**REQUIREMENT**
Print every line of the records below word for word, leaving out the pictures.

[Entries from a point annotation set]
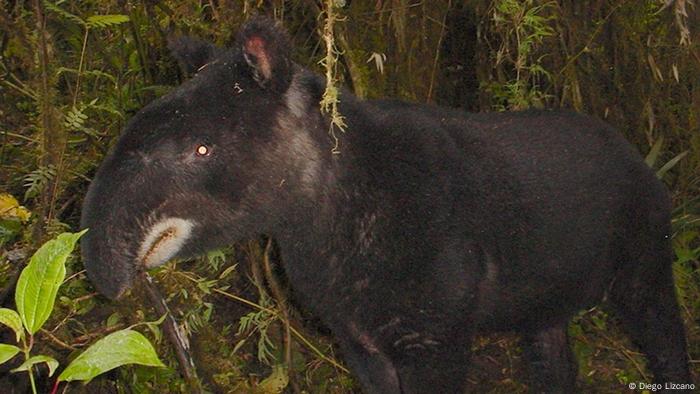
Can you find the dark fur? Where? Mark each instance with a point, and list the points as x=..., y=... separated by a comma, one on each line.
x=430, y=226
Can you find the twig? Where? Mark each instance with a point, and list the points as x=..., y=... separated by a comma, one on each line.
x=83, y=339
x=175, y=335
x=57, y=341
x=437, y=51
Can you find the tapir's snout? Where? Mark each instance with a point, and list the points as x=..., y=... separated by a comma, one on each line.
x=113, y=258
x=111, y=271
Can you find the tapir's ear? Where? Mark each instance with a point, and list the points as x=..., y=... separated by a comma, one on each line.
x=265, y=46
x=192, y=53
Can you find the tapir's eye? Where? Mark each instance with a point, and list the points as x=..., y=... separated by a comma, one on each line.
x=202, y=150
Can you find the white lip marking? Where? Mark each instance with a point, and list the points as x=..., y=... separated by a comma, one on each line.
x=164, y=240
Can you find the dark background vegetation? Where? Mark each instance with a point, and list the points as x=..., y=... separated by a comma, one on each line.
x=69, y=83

**RESPONSE TO THE EXERCISE**
Can you find the dark fur? Where? Mark each instance with a point, and list the points as x=..., y=... separated by a comma, one on each line.
x=430, y=226
Can you find the twig? Where? Mark each instance with a point, and list the points as x=..., y=... separated by a comma, one on each line.
x=83, y=339
x=175, y=335
x=57, y=341
x=437, y=51
Can you find the tapir's snout? Where? Mark each instance with a point, and list the points as x=..., y=... separated by a comma, one on each line.
x=113, y=258
x=111, y=271
Can you find the tapir's ear? Where? Mark each instance with a point, and list the points as x=..., y=... separated by a comma, one on each line.
x=265, y=46
x=192, y=53
Can you find the tapir's eye? Where? Mark each instance with a point, and list the points as x=..., y=... separated by a comma, one on each line.
x=202, y=150
Can you find the white lip marking? Where? Mark each instance with a point, and list the points as x=..., y=... separated by a comma, one on each line.
x=164, y=240
Can you find the dark background vegetation? Where? Mark each instance with a point, and list the points as x=..., y=... separated by a comma, one on each line.
x=69, y=83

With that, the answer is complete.